**Testo in esame**

━━━━━━

L I V E – R E P O R T
Articolo di Stefania D’Egidio
Ci sarà un ultimo concerto o c’è già stato? è il dubbio che attanaglia gli operatori del settore da un anno a questa parte, lasciati dalla nostra classe politica in balia della cattiva sorte, tra promesse disattese di aiuti economici e false speranze di riapertura: l’ennesima dimostrazione che, in Italia, il settore cultura e spettacolo, pur dando da mangiare a migliaia di persone, tra musicisti, tecnici e maestranze varie, sia l’ultima ruota del carro, non una risorsa da cullare e proteggere, bensì un problema da ignorare.
Dopo mesi passati a cercare termometri a infrarossi e dispenser per igienizzanti, sanificazioni selvagge che manco dopo Chernobyl, dopo settimane a scervellarsi su come distanziare le persone, ecco arrivare in autunno il coprifuoco, che costringe gli artisti a esibirsi in orario di aperitivo; giusto il tempo di vedere iniziare il JazzMi e subito un nuovo stop forzato. Cartellino rosso per tutti, buoni e cattivi, live club, cinema, teatri e musei.
Nulla da ridire sulla delicatezza del momento e sulla difficoltà delle scelte, ma non si può lasciare morire un intero settore senza battere ciglio, senza fare proposte alternative, come se, ignorando il problema, il problema si risolvesse da solo: la cultura è forse meno importante di una pizza o di una messa in piega??? Forse per molti sì, ma per chi ci lavora e ci vive di cultura sicuramente no! Bene fanno i Live Club di tutta Italia a unirsi nella protesta, dopo essersi visti snobare perfino la proposta di mettere a disposizione i loro enormi spazi come centri vaccinali: succede così che per sabato 27 febbraio l’intero stivale sia accomunato sul sito http://www.ultimoconcerto.it da una lunga scia di punti interrogativi, con la promessa, pubblicizzata su tutti i social, di eventi live in streaming di decine di artisti, molti della scena indipendente, ma non solo, tra cui Lacuna Coil, Subsonica, Diodato, Destrage, Marina Rei, 99 Posse, Punkreas, ecc…ecc… tutti uniti in un messaggio di resilienza e di protesta contro chi ci vuole lobotomizzati dalla tv spazzatura, dai videogames e dai fenomeni da baraccone, creati ad hoc per essere pompati sulle principali piattaforme di streaming. Alle 21.00 quindi occhi incollati sul pc, ma il sistema sembra essere completamente in tilt: mi dico tra me e me che è la solita storia, che in Italia si fa fatica pure a stare dietro alla tecnologia, che ogni volta ci si debba collegare in massa a qualche sito, che sia per la richiesta di un bonus o per l’adesione alle vaccinazioni o, appunto, per un concerto, tutto va in palla. Nulla da fare, non c’è modo di far andare qualcosa per il verso giusto in questo paese e, dopo quaranta minuti di attesa, ipnotizzata dal pallino e dalla scritta live che lampeggia sul pc, mi sento come la bambina a cui hanno fatto vedere la caramella per poi sottrargliela. Non mi resta che sperare di recuperare qualcosa su youtube nei giorni successivi, ma mentre spengo il computer e scambio messaggi su whatsapp con la mia amica Niska, un dubbio mi assale: che sia stato tutto una grossa operazione di marketing per attirare l’attenzione delle masse sul problema?

━━━━━━

Voci di dati estratti

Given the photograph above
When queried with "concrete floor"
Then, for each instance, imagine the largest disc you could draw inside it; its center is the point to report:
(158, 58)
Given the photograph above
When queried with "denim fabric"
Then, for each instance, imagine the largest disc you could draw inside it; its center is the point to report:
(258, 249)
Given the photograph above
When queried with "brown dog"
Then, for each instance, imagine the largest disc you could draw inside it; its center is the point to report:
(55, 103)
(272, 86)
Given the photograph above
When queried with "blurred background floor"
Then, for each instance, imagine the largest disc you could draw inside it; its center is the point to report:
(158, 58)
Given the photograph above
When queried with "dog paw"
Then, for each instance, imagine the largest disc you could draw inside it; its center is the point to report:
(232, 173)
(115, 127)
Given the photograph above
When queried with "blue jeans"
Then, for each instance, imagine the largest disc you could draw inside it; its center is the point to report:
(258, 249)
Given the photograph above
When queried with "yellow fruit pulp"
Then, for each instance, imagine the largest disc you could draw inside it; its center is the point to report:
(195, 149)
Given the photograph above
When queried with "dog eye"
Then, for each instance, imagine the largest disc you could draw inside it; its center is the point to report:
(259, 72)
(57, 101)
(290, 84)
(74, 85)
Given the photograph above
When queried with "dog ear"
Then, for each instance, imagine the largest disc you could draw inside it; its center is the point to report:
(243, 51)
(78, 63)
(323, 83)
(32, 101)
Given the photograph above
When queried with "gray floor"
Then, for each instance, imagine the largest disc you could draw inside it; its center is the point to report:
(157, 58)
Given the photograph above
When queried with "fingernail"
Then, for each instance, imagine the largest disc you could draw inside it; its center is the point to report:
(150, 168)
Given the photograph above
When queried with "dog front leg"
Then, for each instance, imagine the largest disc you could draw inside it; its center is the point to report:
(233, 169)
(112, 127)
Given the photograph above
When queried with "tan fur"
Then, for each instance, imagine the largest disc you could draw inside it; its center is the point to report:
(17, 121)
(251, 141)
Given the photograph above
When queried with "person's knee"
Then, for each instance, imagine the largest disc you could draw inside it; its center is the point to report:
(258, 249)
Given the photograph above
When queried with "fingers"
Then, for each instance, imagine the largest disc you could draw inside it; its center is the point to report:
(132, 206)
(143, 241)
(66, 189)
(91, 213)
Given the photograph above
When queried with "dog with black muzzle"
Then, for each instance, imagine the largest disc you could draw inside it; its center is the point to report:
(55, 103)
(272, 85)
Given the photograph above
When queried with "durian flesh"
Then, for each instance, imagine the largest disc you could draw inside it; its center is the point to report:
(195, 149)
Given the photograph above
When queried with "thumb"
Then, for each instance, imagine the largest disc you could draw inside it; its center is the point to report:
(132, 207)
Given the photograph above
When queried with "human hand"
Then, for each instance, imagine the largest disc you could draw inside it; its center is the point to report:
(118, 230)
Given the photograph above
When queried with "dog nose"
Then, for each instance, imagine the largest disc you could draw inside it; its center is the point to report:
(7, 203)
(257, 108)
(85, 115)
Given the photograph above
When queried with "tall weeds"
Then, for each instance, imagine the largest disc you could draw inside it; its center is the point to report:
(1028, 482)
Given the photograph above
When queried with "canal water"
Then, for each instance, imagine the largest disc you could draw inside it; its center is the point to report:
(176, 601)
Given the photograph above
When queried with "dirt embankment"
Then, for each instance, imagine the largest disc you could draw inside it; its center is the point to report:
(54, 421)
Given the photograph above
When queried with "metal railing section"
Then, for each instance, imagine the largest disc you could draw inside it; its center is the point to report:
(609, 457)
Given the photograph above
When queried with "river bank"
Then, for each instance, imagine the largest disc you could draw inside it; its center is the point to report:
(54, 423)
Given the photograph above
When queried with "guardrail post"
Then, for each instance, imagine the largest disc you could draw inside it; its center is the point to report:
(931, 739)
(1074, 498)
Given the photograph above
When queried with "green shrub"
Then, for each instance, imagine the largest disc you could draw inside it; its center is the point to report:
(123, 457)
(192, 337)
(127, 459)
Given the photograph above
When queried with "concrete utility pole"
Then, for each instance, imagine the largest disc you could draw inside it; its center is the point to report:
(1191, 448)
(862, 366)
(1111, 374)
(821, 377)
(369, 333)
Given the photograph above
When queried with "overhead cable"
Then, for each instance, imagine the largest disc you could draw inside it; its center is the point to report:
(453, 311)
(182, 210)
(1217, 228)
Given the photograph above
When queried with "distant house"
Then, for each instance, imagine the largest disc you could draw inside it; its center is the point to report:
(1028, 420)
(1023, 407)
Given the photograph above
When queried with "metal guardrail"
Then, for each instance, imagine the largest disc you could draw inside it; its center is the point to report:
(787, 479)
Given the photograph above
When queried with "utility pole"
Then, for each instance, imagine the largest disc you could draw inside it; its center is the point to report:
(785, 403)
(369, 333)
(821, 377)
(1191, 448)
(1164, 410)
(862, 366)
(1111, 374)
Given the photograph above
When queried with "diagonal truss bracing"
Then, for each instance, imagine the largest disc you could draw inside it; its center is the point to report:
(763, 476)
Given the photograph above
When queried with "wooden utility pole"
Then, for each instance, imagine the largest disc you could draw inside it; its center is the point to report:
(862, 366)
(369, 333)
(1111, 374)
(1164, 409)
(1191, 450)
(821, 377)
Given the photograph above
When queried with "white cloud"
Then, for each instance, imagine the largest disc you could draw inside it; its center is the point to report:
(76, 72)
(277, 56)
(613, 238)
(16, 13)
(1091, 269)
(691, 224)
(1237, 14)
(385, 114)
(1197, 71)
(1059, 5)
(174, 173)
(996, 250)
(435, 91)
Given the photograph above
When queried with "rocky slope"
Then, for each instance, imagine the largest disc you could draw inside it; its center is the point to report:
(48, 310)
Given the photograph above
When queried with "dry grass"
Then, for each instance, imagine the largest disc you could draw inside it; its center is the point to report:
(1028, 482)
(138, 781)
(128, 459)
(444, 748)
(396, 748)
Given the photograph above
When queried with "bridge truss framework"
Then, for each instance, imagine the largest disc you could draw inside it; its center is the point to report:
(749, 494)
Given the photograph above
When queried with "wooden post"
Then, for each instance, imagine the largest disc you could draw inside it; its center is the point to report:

━━━━━━

**Attività A**
Riassumi l'articolo in due frasi.
**Attività B**
Elenca tutti gli artisti nominati nell'articolo tra quelli dei concerti in streaming.
**Attività C**
Ricopia dall'articolo tutto il passo, da "Dopo mesi passati" fino a "teatri e musei.".

**Soluzione svolta A**
Da un anno gli operatori della cultura e dello spettacolo sono lasciati dalla classe politica tra promesse disattese di aiuti economici e false speranze di riapertura, fino al nuovo stop che ha colpito live club, cinema, teatri e musei. I Live Club di tutta Italia si sono uniti nella protesta promettendo per sabato 27 febbraio eventi live in streaming di decine di artisti, ma alle 21.00 il sistema sembrava in tilt e l'autrice, dopo quaranta minuti di attesa, ha spento il computer chiedendosi se fosse stata tutta una grossa operazione di marketing.

**Soluzione svolta B**
Lacuna Coil, Subsonica, Diodato, Destrage, Marina Rei, 99 Posse, Punkreas

**Soluzione svolta C**
Dopo mesi passati a cercare termometri a infrarossi e dispenser per igienizzanti, sanificazioni selvagge che manco dopo Chernobyl, dopo settimane a scervellarsi su come distanziare le persone, ecco arrivare in autunno il coprifuoco, che costringe gli artisti a esibirsi in orario di aperitivo; giusto il tempo di vedere iniziare il JazzMi e subito un nuovo stop forzato. Cartellino rosso per tutti, buoni e cattivi, live club, cinema, teatri e musei.